Put every line of the data below into a JSON list of strings, one string per line, and leave out any blank lines.

━━━ Input records

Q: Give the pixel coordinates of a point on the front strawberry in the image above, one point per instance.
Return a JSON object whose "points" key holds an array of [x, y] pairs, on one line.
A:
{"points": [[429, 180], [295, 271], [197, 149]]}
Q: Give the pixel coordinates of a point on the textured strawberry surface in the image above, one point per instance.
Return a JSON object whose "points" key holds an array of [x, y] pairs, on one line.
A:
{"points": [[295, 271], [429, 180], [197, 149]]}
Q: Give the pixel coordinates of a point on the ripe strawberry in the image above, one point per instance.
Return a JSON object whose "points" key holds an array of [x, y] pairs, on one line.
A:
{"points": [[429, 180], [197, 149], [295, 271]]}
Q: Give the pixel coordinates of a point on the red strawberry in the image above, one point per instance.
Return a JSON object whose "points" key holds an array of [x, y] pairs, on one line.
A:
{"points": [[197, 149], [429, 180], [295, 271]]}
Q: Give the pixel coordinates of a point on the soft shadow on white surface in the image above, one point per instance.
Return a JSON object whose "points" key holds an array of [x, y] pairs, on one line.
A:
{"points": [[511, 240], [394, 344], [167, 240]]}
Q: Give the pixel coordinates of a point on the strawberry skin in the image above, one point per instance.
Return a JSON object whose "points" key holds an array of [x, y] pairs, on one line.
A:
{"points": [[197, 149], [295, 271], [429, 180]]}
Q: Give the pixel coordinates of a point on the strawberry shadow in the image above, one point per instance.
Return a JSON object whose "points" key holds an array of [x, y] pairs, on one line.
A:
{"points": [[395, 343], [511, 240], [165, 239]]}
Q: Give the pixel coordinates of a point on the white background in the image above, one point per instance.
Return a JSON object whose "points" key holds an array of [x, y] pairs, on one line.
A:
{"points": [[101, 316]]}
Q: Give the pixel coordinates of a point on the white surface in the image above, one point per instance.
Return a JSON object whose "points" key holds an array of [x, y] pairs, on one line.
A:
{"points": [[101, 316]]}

━━━━━━

=== Exercise answer ===
[
  "Q: Give the pixel coordinates of a point on the front strawberry in the image above, one point per instance.",
  "Return a JSON object whose \"points\" key holds an array of [x, y] pairs, on one line.",
  "A:",
  "{\"points\": [[429, 180], [295, 271], [197, 149]]}",
  "Q: Give the pixel coordinates of a point on the textured strawberry surface in the image above, one point per instance.",
  "Return a JSON object whose \"points\" key holds an array of [x, y] pairs, on one line.",
  "A:",
  "{\"points\": [[295, 271], [429, 180], [197, 149]]}",
  "Q: Give the pixel coordinates of a point on the ripe strawberry in the image above, one point per instance.",
  "Return a JSON object whose \"points\" key holds an array of [x, y] pairs, on one line.",
  "A:",
  "{\"points\": [[429, 180], [197, 149], [295, 271]]}",
  "Q: Give the pixel coordinates of a point on the red strawberry in the image above, one point per instance.",
  "Return a JSON object whose \"points\" key holds an array of [x, y] pairs, on one line.",
  "A:",
  "{\"points\": [[197, 149], [429, 180], [295, 271]]}",
  "Q: Give the pixel coordinates of a point on the soft shadow on white surface in the image above, one point per instance.",
  "Return a JSON object whose \"points\" key holds an array of [x, y] pairs, on one line.",
  "A:",
  "{\"points\": [[511, 240], [394, 344], [167, 240]]}",
  "Q: Give the pixel coordinates of a point on the strawberry skin in the image above, one point per instance.",
  "Return a JSON object whose \"points\" key holds an array of [x, y] pairs, on one line.",
  "A:",
  "{\"points\": [[197, 149], [295, 271], [429, 180]]}",
  "Q: Give the pixel coordinates of a point on the strawberry shadow in the image above, one point per instance.",
  "Return a JSON object whose \"points\" key holds an array of [x, y] pairs, on one line.",
  "A:",
  "{\"points\": [[395, 343], [511, 240], [165, 239]]}",
  "Q: Give the pixel coordinates of a point on the white background in the image above, one point per instance.",
  "Return a JSON object whose \"points\" key holds an array of [x, y] pairs, on one line.",
  "A:",
  "{\"points\": [[101, 316]]}",
  "Q: Give the pixel coordinates of a point on the white surface in the image above, one point per instance.",
  "Return a JSON object whose \"points\" key holds an array of [x, y] pairs, on one line.",
  "A:",
  "{\"points\": [[101, 316]]}"
]